Data for this exercise:
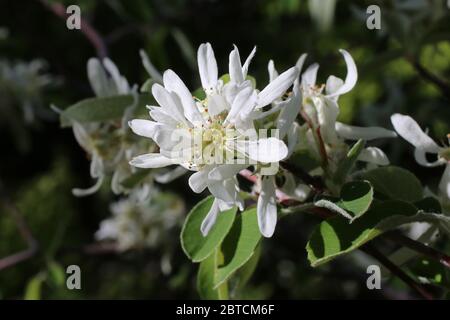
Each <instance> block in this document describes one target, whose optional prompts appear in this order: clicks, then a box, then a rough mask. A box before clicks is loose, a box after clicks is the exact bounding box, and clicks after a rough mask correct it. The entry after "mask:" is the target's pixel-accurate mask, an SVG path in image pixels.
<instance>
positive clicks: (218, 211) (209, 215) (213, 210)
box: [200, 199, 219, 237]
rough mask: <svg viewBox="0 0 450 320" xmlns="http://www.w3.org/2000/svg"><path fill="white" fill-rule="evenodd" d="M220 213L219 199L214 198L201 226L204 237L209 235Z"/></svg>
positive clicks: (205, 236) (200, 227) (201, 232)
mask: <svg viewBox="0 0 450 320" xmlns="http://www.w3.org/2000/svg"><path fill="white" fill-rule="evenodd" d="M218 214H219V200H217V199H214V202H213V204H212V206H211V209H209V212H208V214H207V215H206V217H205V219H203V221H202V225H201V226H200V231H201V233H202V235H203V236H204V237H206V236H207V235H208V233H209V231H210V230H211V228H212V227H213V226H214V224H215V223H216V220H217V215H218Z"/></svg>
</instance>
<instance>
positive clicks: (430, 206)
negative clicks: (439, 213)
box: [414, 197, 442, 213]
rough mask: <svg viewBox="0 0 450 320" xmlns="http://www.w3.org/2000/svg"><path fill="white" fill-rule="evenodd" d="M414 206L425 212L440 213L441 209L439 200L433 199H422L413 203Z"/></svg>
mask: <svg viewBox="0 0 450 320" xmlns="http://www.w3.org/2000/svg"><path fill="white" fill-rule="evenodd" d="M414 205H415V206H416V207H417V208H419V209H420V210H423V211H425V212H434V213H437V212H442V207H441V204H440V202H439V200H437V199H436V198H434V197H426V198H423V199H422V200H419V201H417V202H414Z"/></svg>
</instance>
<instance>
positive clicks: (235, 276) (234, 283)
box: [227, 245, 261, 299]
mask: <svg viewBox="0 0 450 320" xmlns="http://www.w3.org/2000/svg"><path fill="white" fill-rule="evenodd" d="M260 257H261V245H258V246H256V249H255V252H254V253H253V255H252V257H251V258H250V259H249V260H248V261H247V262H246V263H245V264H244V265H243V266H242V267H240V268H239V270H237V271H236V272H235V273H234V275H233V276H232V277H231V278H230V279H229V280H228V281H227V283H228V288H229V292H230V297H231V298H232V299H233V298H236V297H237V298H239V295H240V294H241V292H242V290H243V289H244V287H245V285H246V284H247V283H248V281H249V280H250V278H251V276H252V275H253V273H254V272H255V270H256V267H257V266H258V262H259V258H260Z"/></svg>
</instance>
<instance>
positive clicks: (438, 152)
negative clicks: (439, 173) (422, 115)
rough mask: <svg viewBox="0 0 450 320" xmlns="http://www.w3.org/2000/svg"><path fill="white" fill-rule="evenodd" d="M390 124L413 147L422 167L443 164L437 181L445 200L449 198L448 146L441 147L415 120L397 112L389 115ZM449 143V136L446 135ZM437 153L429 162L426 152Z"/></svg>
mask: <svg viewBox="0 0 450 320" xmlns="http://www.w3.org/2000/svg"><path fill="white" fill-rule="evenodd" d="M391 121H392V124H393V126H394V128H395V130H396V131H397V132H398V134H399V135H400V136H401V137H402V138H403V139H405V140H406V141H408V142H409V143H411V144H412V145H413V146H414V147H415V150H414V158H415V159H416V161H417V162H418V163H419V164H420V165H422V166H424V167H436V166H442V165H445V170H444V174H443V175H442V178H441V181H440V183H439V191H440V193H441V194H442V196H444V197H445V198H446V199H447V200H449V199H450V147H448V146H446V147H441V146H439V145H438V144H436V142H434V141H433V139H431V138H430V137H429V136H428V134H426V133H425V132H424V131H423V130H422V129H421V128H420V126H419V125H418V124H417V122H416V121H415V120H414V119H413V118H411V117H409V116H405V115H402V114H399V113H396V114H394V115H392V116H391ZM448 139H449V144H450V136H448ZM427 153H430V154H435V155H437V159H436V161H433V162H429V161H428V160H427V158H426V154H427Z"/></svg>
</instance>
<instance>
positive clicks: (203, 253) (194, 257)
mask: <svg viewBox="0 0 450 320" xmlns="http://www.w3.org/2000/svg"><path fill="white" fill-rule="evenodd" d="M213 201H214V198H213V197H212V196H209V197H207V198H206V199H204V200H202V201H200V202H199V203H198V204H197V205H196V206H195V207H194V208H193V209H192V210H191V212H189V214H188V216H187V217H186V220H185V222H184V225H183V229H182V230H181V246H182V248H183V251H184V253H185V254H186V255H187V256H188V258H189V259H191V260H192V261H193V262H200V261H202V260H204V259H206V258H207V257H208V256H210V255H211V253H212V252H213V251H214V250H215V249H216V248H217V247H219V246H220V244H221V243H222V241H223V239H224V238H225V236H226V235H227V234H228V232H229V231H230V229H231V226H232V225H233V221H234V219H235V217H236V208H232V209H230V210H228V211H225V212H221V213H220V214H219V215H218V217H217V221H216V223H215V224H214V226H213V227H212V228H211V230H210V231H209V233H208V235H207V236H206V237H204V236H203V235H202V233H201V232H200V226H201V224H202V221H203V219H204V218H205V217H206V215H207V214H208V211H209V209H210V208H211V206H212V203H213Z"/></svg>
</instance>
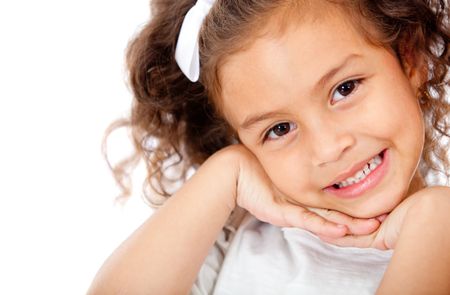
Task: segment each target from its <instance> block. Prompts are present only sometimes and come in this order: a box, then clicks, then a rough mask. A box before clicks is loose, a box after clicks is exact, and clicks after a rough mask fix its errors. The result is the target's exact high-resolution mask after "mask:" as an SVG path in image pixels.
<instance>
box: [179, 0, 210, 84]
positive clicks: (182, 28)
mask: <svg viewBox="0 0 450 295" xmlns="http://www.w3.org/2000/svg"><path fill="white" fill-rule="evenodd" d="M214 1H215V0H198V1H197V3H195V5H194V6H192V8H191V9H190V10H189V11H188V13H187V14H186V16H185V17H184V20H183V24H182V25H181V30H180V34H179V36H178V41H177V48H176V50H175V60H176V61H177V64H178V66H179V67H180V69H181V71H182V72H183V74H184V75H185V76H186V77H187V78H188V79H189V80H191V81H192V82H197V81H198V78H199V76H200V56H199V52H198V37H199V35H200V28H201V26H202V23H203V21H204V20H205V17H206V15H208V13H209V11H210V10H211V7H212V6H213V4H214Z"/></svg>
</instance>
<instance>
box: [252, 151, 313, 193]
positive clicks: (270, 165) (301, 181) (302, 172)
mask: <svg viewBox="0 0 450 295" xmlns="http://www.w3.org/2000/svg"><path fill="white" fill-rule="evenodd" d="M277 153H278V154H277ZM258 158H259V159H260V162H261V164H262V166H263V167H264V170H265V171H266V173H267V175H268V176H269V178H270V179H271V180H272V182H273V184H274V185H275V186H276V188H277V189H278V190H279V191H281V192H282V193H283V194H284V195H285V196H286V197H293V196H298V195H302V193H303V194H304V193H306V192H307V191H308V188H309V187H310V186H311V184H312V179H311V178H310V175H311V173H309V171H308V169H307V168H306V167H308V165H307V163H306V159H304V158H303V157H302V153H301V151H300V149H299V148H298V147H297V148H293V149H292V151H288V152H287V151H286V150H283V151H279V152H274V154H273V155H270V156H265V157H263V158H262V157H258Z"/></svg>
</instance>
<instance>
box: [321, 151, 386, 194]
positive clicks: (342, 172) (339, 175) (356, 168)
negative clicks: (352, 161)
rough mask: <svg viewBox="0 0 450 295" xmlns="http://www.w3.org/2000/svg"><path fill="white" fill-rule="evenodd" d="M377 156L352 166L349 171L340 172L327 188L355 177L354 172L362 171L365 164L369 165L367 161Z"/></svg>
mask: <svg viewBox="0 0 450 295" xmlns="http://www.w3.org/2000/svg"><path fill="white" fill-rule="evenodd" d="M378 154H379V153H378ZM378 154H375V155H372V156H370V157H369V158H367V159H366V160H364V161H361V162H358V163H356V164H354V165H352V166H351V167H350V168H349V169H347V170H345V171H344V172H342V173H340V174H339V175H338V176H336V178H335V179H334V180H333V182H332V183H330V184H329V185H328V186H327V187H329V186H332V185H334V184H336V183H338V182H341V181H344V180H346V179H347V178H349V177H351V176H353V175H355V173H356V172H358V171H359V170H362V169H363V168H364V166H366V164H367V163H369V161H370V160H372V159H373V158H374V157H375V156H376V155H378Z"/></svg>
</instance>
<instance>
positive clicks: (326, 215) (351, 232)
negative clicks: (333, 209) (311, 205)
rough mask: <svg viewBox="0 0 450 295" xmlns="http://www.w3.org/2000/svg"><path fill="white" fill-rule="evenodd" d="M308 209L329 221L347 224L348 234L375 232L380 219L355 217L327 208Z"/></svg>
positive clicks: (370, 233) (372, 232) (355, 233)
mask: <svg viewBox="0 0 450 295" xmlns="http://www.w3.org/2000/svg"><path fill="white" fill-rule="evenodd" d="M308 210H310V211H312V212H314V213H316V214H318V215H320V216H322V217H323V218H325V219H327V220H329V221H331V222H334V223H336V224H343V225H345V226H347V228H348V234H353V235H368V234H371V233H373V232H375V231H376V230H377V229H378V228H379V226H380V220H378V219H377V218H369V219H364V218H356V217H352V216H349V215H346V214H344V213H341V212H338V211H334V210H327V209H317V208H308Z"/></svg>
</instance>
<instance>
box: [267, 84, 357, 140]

Work to complete: The answer must be every line of the data that holds the word "then".

Result of the task:
Each <instance> block in this document describes one target, whose optional prompts appear in this order: clicks, then a box, then a rough mask. A box before clicks is loose, a box after clicks is the exact bounding box, and clicks after a rough mask correct it. The entry after "mask:" is the target's pixel-accurate mask, an SVG path in image pixels.
Task: segment each target from its <instance> block. Prompts are present only sometimes and come in this order: a box, then clicks, then a rough mask. A box before clicks is loose, a box after clicks is exact, and clicks after a rough mask fix its errors. The result is the target's exact high-resolution mask after "mask:" as an SVG path in image pixels.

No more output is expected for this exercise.